**Provided records:**
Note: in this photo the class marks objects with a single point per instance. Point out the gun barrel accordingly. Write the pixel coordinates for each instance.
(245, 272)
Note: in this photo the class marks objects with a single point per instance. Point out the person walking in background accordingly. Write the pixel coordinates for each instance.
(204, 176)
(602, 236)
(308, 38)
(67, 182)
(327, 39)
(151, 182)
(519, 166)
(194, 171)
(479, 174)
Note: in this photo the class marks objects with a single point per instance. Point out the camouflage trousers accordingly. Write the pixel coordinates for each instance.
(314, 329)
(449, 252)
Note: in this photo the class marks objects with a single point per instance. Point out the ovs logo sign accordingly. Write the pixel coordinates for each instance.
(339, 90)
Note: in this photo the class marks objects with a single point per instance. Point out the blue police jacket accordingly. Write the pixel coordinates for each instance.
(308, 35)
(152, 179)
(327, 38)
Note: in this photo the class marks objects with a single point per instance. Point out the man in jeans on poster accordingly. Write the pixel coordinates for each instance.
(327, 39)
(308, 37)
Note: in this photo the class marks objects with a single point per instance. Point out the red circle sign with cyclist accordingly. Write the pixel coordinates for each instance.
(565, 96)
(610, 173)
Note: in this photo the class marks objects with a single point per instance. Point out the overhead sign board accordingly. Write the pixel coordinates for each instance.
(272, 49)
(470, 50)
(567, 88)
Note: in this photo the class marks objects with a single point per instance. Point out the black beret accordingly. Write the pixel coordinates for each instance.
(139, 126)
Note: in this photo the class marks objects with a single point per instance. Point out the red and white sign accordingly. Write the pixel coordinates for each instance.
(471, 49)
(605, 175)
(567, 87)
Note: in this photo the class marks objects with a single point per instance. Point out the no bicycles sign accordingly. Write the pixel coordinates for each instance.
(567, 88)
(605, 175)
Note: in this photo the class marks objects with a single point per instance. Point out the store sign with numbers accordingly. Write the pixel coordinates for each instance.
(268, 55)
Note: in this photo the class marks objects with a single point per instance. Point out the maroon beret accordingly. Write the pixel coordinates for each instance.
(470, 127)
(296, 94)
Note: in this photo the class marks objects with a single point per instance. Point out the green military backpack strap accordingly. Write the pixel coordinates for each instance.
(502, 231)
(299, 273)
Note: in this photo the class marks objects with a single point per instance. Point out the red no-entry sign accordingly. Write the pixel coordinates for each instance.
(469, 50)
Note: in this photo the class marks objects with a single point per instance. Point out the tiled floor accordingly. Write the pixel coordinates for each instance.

**Problem description:** Rewrite all the items above, swapping every "Point out" for "Locate" and keeping everything else unchanged.

**Solution to this problem:**
Note: in this photo the class marks objects with a single point per instance. Locate the gun barrel accordingly. Write the pixel coordinates for each instance.
(245, 272)
Note: in this photo the class marks objects with a single point per instance. Locate the person walking in background accordingly. Write the pixel coordinates for each instance.
(204, 176)
(602, 236)
(308, 38)
(67, 182)
(327, 39)
(151, 182)
(519, 166)
(194, 171)
(479, 174)
Note: in this photo the class marks objects with a single point per instance. Locate the camouflage trousers accordingly. Write the pixel coordinates for each instance.
(314, 329)
(449, 252)
Note: in this photo the class marks objects with a single point per instance. Locate the ovs logo sign accordingly. Write the pixel coordinates for each instance.
(339, 90)
Note: in this photo the class marks objects with a single point per instance. Locate the blue police jacket accordingly. Write the pixel coordinates for each instance.
(308, 35)
(152, 179)
(327, 38)
Note: in this photo the class marks objects with a single point per instance. Locate the man in jeans on poster accordingly. Write the pixel coordinates for each instance.
(327, 39)
(308, 37)
Note: in this photo the class marks objects with a single point per instance. Locate the red circle sign with cyclist accordingly. Write the pixel coordinates for each instance.
(565, 96)
(610, 173)
Note: in this photo the class marks objects with a single point per instance. Locate the overhead sign board accordingly. Write the pixel coordinates for each instance.
(272, 49)
(470, 50)
(567, 88)
Note: in this photo the class marks objects with a single point per instance. Locate the black beret accordingly. Write the pixel coordinates for each instance.
(139, 126)
Note: in this photo the class marks objects with a single point per instance. Locate the red and white sign accordingly. Write the pixel coordinates for each instance.
(471, 49)
(605, 175)
(567, 87)
Note: in this photo the class marks objects with a single point per instance. Locate the no bicycles sign accordingly. Write the pixel coordinates for each instance.
(567, 88)
(605, 175)
Note: in this photo the class marks objects with a single point per instance. Locate the store sign with numbers accordingly. Write the pixel coordinates for each instance.
(268, 55)
Note: in this photo the class marks objects with a single point per instance. Locate the maroon beret accordingly. Write the pixel coordinates for each instance.
(470, 127)
(296, 94)
Note: in this photo the class marks objects with a single point per instance. Locate the green military backpack strap accordingly. Write the pixel coordinates for each instance.
(502, 231)
(299, 273)
Note: in this photo the class marks objects with a single point per instance. Locate the red no-entry sign accordingly. Write the pixel coordinates for each instance.
(469, 50)
Note: in this photo the class marks objects with a single point per instance. Locate the tiled floor accordingly. Write the pixel coordinates for each instance.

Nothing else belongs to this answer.